SUPPLIED RECORDS
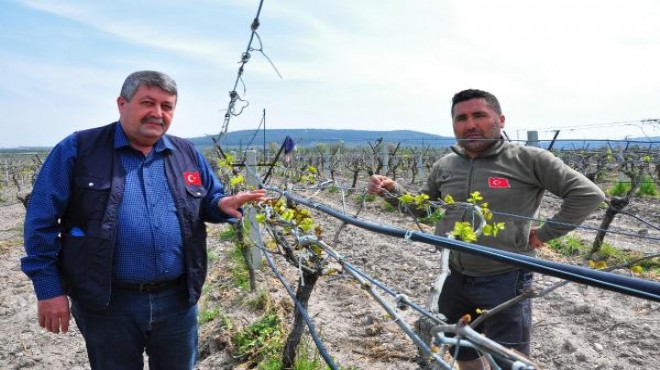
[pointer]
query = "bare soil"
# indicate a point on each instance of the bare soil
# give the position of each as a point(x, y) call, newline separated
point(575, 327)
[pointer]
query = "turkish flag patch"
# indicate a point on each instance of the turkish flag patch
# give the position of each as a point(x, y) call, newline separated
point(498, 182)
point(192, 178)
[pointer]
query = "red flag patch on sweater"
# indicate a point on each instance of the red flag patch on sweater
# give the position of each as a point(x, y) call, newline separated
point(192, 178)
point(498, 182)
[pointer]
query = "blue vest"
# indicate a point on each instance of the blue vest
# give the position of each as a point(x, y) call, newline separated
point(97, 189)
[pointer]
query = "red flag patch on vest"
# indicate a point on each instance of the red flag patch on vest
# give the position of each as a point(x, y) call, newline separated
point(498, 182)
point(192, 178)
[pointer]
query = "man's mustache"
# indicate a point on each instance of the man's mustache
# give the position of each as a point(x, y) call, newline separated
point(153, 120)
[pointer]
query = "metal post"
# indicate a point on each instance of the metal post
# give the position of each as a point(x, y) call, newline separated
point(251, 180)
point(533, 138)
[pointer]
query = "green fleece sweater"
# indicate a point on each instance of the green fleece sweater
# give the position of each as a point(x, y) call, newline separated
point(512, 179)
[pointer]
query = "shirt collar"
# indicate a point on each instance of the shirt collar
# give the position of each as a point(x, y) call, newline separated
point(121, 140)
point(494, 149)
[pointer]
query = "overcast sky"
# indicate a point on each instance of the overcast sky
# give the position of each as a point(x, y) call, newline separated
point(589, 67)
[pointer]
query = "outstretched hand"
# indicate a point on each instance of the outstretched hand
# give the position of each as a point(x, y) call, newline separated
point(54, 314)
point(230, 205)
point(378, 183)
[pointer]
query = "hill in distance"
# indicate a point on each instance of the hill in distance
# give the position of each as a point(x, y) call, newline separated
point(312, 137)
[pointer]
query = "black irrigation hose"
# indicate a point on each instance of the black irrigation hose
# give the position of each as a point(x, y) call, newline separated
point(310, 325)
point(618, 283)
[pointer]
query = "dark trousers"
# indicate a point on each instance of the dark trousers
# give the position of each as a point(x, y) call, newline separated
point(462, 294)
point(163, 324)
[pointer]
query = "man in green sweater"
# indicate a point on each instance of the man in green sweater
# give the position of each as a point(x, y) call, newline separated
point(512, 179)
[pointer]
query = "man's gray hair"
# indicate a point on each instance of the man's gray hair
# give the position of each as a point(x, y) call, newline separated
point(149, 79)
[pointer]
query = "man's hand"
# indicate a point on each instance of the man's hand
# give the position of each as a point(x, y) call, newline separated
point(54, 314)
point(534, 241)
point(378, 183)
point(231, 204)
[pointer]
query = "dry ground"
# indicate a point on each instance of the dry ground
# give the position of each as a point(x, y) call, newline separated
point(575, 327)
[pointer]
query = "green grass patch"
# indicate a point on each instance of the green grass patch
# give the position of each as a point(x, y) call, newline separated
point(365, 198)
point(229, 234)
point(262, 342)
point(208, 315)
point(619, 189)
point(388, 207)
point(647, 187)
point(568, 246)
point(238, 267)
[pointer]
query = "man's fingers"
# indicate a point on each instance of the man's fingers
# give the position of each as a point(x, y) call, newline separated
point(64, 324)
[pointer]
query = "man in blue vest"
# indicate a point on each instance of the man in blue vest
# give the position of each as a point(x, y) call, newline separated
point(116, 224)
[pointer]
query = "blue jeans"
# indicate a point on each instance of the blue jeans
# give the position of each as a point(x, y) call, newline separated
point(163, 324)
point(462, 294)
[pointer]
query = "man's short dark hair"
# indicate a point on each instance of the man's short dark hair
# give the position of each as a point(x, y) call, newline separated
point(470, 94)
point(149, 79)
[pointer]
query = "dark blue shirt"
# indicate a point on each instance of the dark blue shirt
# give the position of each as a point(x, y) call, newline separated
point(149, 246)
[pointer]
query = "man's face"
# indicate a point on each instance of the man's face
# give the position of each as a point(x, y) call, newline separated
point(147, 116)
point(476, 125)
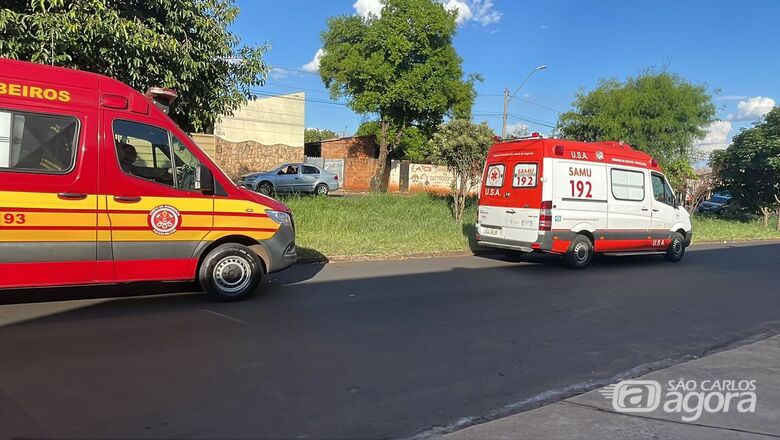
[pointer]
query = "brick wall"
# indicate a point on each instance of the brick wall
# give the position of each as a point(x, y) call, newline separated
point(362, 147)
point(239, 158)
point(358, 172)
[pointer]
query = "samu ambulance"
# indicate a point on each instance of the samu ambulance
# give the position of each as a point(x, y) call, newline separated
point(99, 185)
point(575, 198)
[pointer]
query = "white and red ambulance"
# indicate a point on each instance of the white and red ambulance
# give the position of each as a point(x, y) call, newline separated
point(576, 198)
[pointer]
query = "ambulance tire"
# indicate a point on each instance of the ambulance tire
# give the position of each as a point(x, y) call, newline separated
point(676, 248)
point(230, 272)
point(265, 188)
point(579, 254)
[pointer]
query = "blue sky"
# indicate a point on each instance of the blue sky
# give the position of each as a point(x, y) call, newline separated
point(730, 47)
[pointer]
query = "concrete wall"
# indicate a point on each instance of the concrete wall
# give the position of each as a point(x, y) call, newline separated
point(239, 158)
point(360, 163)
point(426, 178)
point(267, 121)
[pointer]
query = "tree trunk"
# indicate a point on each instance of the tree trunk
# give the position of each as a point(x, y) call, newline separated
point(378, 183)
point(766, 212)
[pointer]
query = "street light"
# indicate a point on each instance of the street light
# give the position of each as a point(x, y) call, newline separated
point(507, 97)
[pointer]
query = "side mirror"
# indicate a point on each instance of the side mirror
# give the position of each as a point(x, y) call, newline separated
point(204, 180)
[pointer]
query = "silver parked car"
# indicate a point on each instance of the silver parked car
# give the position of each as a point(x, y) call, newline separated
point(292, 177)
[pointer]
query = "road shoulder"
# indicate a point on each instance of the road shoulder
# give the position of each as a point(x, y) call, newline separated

WHAT YOU HAVE TO DO
Restate the entire listing word for word, excluding pictures.

REPLY
[pointer]
query = "bare soil"
# indicate a point on each instance of the bare soil
# give the position of each as a point(x, y) call, newline separated
point(575, 327)
[pointer]
query = "turkish flag patch"
# indicate a point on each instance of the turkish flag patch
# give the position of each as a point(x, y) call, newline separated
point(498, 182)
point(192, 178)
[pointer]
query = "red flag patch on sweater"
# indicate a point on each instance of the red flag patch on sweater
# give the position of each as a point(x, y) call, newline separated
point(192, 178)
point(498, 182)
[pointer]
query = "blue vest"
# indicate a point on each instance of the blue vest
# give the position of each as a point(x, y) call, newline separated
point(97, 189)
[pointer]
query = "red flag patch on vest"
# indicate a point on each instance of the red flag patch on vest
# give the position of each as a point(x, y) call, newline separated
point(498, 182)
point(192, 178)
[pointer]
query = "man's mustache"
# indicate a point on each instance of the man's mustache
# give the position of each as a point(x, y) call, newline separated
point(153, 120)
[pointer]
query = "metal post"
# indicate a point on each instance of the metal post
# give the position of each as a point(x, y) call, newline separated
point(251, 180)
point(533, 138)
[pointer]
query = "green fleece sweater"
# indicate a point on each instance of the green fleece sweater
# give the position of each as a point(x, y) call, newline separated
point(512, 179)
[pointer]
query = "shirt collar"
# indicate a point on each instance of the shirt collar
# give the position of each as a point(x, y) call, newline separated
point(121, 140)
point(494, 149)
[pointer]
query = "overcast sky"
# indicate a point on each instance of the overcast sky
# give the position of each as a point(x, y) call, newline separated
point(589, 67)
[pointer]
query = "outstretched hand"
# indicate a point on each instance of the outstretched hand
# give the position of each as a point(x, y) call, newline separated
point(54, 314)
point(230, 205)
point(378, 183)
[pointer]
query = "hill in distance"
# indicate a point on each instance of the hill in distance
# give the position of each as a point(x, y) call, newline separated
point(312, 137)
[pointer]
query = "black irrigation hose"
# indicate a point on each instance of the black irrigation hose
# give the position of each as a point(x, y) call, newline separated
point(310, 325)
point(618, 283)
[pointer]
query = "dark trousers"
# indicate a point on each instance of the dark trousers
# give the position of each as a point(x, y) call, newline separated
point(462, 294)
point(163, 324)
[pointer]
query = "man in green sweater"
# indicate a point on each instance of the man in green sweater
# give the position of each as a point(x, y) call, newline separated
point(512, 179)
[pointer]
query = "man's gray hair"
# indicate a point on each instance of the man's gray hair
# give the position of each as a point(x, y) call, newline separated
point(149, 79)
[pointer]
query = "man's hand"
# indicate a point on each instance of the man's hand
# give the position of each as a point(x, y) call, newline separated
point(54, 314)
point(534, 241)
point(378, 183)
point(231, 204)
[pointer]
query = "dry ground"
# indicate a point on each instance of the dry ground
# give the position of each as a point(x, y) call, newline separated
point(575, 327)
[pointer]
query = "green grass patch"
# indicate a point on each instance of the green grass patch
# give the position of each as a point(x, y) call, newline separated
point(365, 198)
point(229, 234)
point(262, 342)
point(208, 315)
point(619, 189)
point(388, 207)
point(647, 187)
point(568, 246)
point(238, 267)
[pointer]
query = "man's fingers"
# indicate a point on each instance of the man's fingers
# give the position of each as a point(x, y) call, newline separated
point(64, 324)
[pointer]
query = "man in blue vest"
# indicate a point on each instance of the man in blue vest
# give the position of each as a point(x, y) call, newline separated
point(116, 224)
[pointer]
query = "blue jeans"
# indicate a point on each instance of the blue jeans
# give the position of each as a point(x, y) call, newline separated
point(163, 324)
point(462, 294)
[pointer]
query = "man's short dark hair"
# indicate a point on each instance of the man's short dark hair
# give the position of each as a point(x, y) call, newline separated
point(470, 94)
point(149, 79)
[pointer]
query = "dark blue shirt"
# indicate a point on each instance of the dark blue shirt
# give the position of each as a point(x, y) call, newline separated
point(149, 246)
[pointer]
query = "man's face"
# indicate a point on each instance of the man's face
# give the position of each as a point(x, y) call, newline separated
point(147, 116)
point(476, 125)
[pointer]
query = "brick wall"
# indicate a point on each instance of the brick wall
# give the position of each as a point(x, y) call, newline separated
point(362, 147)
point(239, 158)
point(358, 172)
[pointer]
query = "samu ambulance"
# indicate a point on each instance of the samu ambulance
# give the position of each as a point(x, y) call, newline separated
point(99, 185)
point(575, 198)
[pointer]
query = "white and red ambulance"
# indicate a point on each instance of the white and red ambulance
# give the position of each as a point(x, y) call, newline separated
point(576, 198)
[pointer]
query = "ambulance tire"
# indicate a point on each instance of the ambulance tire
# give the position of each as a point(x, y) call, newline separated
point(676, 248)
point(230, 272)
point(265, 188)
point(579, 254)
[pointer]
query = "blue sky"
# indicate a point on each instance of the blue sky
# give the position of each as a point(x, y) call, newline separated
point(730, 47)
[pointer]
query = "concrete wall"
# indicate a point on each instance of the concrete wall
# give the position of each as a point(x, y) call, newline separated
point(239, 158)
point(360, 163)
point(426, 178)
point(267, 121)
[pointer]
query = "tree trunk"
# indicate a point on each instance of the tree trunk
# give the position of each as a point(x, y) call, newline separated
point(378, 183)
point(766, 212)
[pointer]
query = "street light"
# indicate a point on each instance of the street light
# give the position of each as a point(x, y) call, newline separated
point(507, 97)
[pointer]
query = "side mirror"
# indicate a point on each instance of the side mirror
# give the position of each as a point(x, y) call, newline separated
point(204, 180)
[pointer]
query = "silver parked car"
# indicate a point on each instance of the silver parked car
# give the position of each as a point(x, y) call, newline separated
point(292, 177)
[pointer]
query = "road shoulder"
# indicate a point on each instance of the road shoulder
# give the position of each as a point(x, y) call, newline separated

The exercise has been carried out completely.